## EXERCISE BRIEF:
Reproduce all entries precisely, down to the last character.

## MATERIAL FOR THIS EXERCISE:

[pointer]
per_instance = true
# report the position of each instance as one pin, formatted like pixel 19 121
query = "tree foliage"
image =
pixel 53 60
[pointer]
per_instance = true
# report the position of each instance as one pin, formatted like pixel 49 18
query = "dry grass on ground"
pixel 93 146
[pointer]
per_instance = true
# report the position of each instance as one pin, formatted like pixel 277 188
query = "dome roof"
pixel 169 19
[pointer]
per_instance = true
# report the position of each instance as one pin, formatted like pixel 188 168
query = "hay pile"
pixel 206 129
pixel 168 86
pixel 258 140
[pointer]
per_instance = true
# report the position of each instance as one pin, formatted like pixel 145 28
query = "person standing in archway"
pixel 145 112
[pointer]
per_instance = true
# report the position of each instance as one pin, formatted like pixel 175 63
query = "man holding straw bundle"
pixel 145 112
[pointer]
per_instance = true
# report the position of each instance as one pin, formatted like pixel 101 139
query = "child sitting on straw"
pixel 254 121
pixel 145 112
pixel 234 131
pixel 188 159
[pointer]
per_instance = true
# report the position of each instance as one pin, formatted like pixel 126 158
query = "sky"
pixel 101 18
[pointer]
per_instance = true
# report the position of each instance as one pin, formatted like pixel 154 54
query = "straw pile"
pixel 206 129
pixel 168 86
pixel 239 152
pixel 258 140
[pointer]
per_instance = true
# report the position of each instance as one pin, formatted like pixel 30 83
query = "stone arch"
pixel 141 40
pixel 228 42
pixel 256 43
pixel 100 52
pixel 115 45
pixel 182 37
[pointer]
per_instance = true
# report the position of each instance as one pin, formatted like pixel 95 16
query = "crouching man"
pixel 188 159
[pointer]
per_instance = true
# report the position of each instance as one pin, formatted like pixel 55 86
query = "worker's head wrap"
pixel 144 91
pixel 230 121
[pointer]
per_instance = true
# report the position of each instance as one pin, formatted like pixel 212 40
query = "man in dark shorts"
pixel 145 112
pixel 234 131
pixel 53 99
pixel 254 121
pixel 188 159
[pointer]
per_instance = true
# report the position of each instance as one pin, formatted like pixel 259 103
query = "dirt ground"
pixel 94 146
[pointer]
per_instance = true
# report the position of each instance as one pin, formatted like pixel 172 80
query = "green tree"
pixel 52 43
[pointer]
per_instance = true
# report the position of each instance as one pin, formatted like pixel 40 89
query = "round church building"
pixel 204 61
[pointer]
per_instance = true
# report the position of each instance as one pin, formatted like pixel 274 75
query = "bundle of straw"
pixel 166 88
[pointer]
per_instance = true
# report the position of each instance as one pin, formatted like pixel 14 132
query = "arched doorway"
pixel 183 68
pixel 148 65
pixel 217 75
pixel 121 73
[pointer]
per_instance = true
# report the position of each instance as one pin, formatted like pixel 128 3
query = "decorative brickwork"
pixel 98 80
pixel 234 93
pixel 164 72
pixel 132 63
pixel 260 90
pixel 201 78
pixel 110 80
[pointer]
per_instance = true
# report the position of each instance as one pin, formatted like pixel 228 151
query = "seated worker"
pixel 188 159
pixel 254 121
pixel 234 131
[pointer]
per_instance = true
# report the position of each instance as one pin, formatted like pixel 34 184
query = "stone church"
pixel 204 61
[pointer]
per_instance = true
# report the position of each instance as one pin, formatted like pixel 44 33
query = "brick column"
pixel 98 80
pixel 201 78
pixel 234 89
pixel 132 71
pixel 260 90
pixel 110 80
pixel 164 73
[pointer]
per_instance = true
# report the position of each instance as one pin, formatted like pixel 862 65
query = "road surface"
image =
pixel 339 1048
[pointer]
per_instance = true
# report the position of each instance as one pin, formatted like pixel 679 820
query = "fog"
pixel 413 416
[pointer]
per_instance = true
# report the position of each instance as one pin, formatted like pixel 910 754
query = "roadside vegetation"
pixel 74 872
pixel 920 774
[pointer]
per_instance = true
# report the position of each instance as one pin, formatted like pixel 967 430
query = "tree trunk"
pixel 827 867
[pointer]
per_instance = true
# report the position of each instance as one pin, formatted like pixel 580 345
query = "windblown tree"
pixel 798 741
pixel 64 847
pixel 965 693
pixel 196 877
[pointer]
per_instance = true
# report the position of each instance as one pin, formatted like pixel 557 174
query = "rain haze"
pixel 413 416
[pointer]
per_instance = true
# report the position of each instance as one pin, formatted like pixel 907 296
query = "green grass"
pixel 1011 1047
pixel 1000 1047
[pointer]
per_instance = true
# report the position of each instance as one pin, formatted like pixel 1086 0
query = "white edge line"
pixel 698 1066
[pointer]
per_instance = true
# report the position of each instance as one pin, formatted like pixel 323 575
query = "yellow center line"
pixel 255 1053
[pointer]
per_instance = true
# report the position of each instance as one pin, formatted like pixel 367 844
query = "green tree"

## COMPLETE OUTPUT:
[pointer]
per_instance = true
# report the position of each instance as one pin, formatted like pixel 19 121
query = "tree foliage"
image =
pixel 53 60
[pointer]
per_instance = true
# report the position of each instance as one pin, formatted like pixel 49 18
query = "dry grass on ground"
pixel 93 146
[pointer]
per_instance = true
# report the position of each instance as one pin, formatted like pixel 277 188
query = "dome roof"
pixel 169 19
[pointer]
per_instance = true
# report the position of each instance as one pin, formatted like pixel 188 168
query = "hay pile"
pixel 206 129
pixel 168 86
pixel 258 140
[pointer]
per_instance = true
# report the position of each instance as one pin, formatted like pixel 145 28
query = "person standing in archway"
pixel 145 112
[pointer]
per_instance = true
# report the position of each instance as one pin, formatted like pixel 175 63
query = "man holding straw bundle"
pixel 145 112
[pointer]
per_instance = true
# report the position of each instance as one pin, formatted like pixel 101 139
query = "child sitting on straw"
pixel 254 121
pixel 145 112
pixel 234 131
pixel 188 159
[pointer]
per_instance = true
# report the position of each instance as one pin, formatted like pixel 126 158
query = "sky"
pixel 101 18
[pointer]
per_instance = true
# report the position of each instance as one pin, formatted like pixel 154 54
query = "straw pile"
pixel 206 129
pixel 168 86
pixel 239 152
pixel 258 140
[pointer]
per_instance = true
# report the position of each instance as one pin, formatted like pixel 30 83
query = "stone arch"
pixel 141 40
pixel 228 42
pixel 256 43
pixel 100 52
pixel 115 45
pixel 182 37
[pointer]
per_instance = true
# report the position of each instance as one pin, formatted like pixel 95 16
query = "crouching man"
pixel 188 159
[pointer]
per_instance = true
# report the position of each instance as one pin, formatted like pixel 55 86
query = "worker's head wrap"
pixel 144 91
pixel 230 121
[pointer]
per_instance = true
# report the position of each instance as one pin, formatted like pixel 212 40
query = "man in dark shorts"
pixel 145 112
pixel 234 131
pixel 53 99
pixel 254 121
pixel 188 159
[pointer]
per_instance = true
# report the position of each instance as one pin, formatted like pixel 259 103
query = "dirt ground"
pixel 94 146
[pointer]
per_instance = true
# report the position of each instance as one pin, formatted like pixel 172 80
query = "green tree"
pixel 52 43
[pointer]
per_instance = true
# report the position of each instance as one pin, formatted like pixel 40 89
query = "round church building"
pixel 204 61
[pointer]
per_instance = true
# report the position of each instance as one pin, formatted like pixel 274 75
query = "bundle of straw"
pixel 166 88
[pointer]
per_instance = true
# report the position of each instance as one pin, formatted like pixel 14 132
query = "arched doorway"
pixel 183 68
pixel 148 65
pixel 217 75
pixel 121 73
[pointer]
per_instance = true
# report the position of each instance as one pin, formatted like pixel 128 3
query = "decorative brickwork"
pixel 98 80
pixel 234 93
pixel 164 72
pixel 132 63
pixel 260 90
pixel 201 78
pixel 110 80
[pointer]
per_instance = true
# report the position of each instance as one pin, formatted like pixel 228 151
query = "seated worker"
pixel 188 159
pixel 254 121
pixel 234 131
[pointer]
per_instance = true
# report the position of each instance as one pin, formatted like pixel 34 184
query = "stone church"
pixel 204 61
[pointer]
per_instance = true
# report the position of each instance as one pin, formatted like pixel 44 33
query = "brick column"
pixel 98 80
pixel 201 78
pixel 234 89
pixel 132 71
pixel 260 90
pixel 110 80
pixel 164 73
[pointer]
per_instance = true
# report the position of each instance as one pin, formatted like pixel 862 65
query = "road surface"
image =
pixel 339 1048
[pointer]
per_instance = true
# report the position of each instance as one pin, formatted like pixel 679 820
query = "fog"
pixel 413 416
[pointer]
per_instance = true
# report the position of each instance as one pin, formatted like pixel 910 754
query = "roadside vegetation"
pixel 74 872
pixel 920 774
[pointer]
per_instance = true
# report the position of each instance as one pin, formatted like pixel 967 430
query = "tree trunk"
pixel 827 867
[pointer]
per_instance = true
# report the position of each instance as one pin, formatted like pixel 580 345
query = "windblown tree"
pixel 798 741
pixel 64 847
pixel 965 693
pixel 196 877
[pointer]
per_instance = true
# report the position of each instance as one pin, formatted like pixel 557 174
query = "rain haze"
pixel 413 416
[pointer]
per_instance = true
# report the position of each instance as one pin, formatted like pixel 907 296
query = "green grass"
pixel 1011 1047
pixel 1000 1047
[pointer]
per_instance = true
# report the position of each instance as one pin, formatted like pixel 1086 0
query = "white edge line"
pixel 698 1066
[pointer]
per_instance = true
# report the position of each instance as one pin, formatted like pixel 323 575
query = "yellow center line"
pixel 255 1053
[pointer]
per_instance = true
# report the position of each instance as one pin, formatted like pixel 367 844
query = "green tree"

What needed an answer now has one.